- Objetivo -
Disponha todas as linhas abaixo como uma lista JSON de strings, com uma string para cada linha e sem as linhas em branco.

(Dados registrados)
<<<<
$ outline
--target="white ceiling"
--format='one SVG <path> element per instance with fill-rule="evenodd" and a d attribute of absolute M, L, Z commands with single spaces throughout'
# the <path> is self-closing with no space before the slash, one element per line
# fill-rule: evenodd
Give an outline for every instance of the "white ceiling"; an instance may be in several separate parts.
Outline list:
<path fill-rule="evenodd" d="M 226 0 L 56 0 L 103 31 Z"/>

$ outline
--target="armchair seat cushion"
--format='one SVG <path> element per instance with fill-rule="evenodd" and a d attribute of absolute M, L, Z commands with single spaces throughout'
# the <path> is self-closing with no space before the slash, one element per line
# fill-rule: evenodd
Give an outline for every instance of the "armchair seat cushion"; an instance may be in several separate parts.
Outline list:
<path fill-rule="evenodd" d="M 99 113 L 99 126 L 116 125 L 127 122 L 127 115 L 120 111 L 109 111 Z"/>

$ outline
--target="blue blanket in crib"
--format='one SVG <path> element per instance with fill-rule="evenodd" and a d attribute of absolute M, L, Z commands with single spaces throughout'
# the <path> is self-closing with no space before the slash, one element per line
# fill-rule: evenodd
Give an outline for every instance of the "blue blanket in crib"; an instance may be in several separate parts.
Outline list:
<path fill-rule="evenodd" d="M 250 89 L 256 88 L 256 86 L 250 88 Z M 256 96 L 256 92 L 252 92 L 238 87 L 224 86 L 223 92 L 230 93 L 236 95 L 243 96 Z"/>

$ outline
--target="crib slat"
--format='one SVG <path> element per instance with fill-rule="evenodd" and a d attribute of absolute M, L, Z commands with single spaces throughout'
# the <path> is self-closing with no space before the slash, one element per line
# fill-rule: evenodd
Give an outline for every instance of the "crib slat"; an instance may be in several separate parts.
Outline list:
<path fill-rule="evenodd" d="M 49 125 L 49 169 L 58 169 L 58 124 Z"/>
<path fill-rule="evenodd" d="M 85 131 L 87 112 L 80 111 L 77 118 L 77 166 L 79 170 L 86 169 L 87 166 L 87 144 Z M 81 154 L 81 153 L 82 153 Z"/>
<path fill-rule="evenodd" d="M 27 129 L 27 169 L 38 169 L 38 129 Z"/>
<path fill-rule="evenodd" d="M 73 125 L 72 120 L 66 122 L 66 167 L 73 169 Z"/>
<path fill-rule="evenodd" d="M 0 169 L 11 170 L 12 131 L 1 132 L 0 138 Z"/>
>>>>
- Resposta do exercício -
[
  "$ outline",
  "--target=\"white ceiling\"",
  "--format='one SVG <path> element per instance with fill-rule=\"evenodd\" and a d attribute of absolute M, L, Z commands with single spaces throughout'",
  "# the <path> is self-closing with no space before the slash, one element per line",
  "# fill-rule: evenodd",
  "Give an outline for every instance of the \"white ceiling\"; an instance may be in several separate parts.",
  "Outline list:",
  "<path fill-rule=\"evenodd\" d=\"M 226 0 L 56 0 L 103 31 Z\"/>",
  "$ outline",
  "--target=\"armchair seat cushion\"",
  "--format='one SVG <path> element per instance with fill-rule=\"evenodd\" and a d attribute of absolute M, L, Z commands with single spaces throughout'",
  "# the <path> is self-closing with no space before the slash, one element per line",
  "# fill-rule: evenodd",
  "Give an outline for every instance of the \"armchair seat cushion\"; an instance may be in several separate parts.",
  "Outline list:",
  "<path fill-rule=\"evenodd\" d=\"M 99 113 L 99 126 L 116 125 L 127 122 L 127 115 L 120 111 L 109 111 Z\"/>",
  "$ outline",
  "--target=\"blue blanket in crib\"",
  "--format='one SVG <path> element per instance with fill-rule=\"evenodd\" and a d attribute of absolute M, L, Z commands with single spaces throughout'",
  "# the <path> is self-closing with no space before the slash, one element per line",
  "# fill-rule: evenodd",
  "Give an outline for every instance of the \"blue blanket in crib\"; an instance may be in several separate parts.",
  "Outline list:",
  "<path fill-rule=\"evenodd\" d=\"M 250 89 L 256 88 L 256 86 L 250 88 Z M 256 96 L 256 92 L 252 92 L 238 87 L 224 86 L 223 92 L 230 93 L 236 95 L 243 96 Z\"/>",
  "$ outline",
  "--target=\"crib slat\"",
  "--format='one SVG <path> element per instance with fill-rule=\"evenodd\" and a d attribute of absolute M, L, Z commands with single spaces throughout'",
  "# the <path> is self-closing with no space before the slash, one element per line",
  "# fill-rule: evenodd",
  "Give an outline for every instance of the \"crib slat\"; an instance may be in several separate parts.",
  "Outline list:",
  "<path fill-rule=\"evenodd\" d=\"M 49 125 L 49 169 L 58 169 L 58 124 Z\"/>",
  "<path fill-rule=\"evenodd\" d=\"M 85 131 L 87 112 L 80 111 L 77 118 L 77 166 L 79 170 L 86 169 L 87 166 L 87 144 Z M 81 154 L 81 153 L 82 153 Z\"/>",
  "<path fill-rule=\"evenodd\" d=\"M 27 129 L 27 169 L 38 169 L 38 129 Z\"/>",
  "<path fill-rule=\"evenodd\" d=\"M 73 125 L 72 120 L 66 122 L 66 167 L 73 169 Z\"/>",
  "<path fill-rule=\"evenodd\" d=\"M 0 169 L 11 170 L 12 131 L 1 132 L 0 138 Z\"/>"
]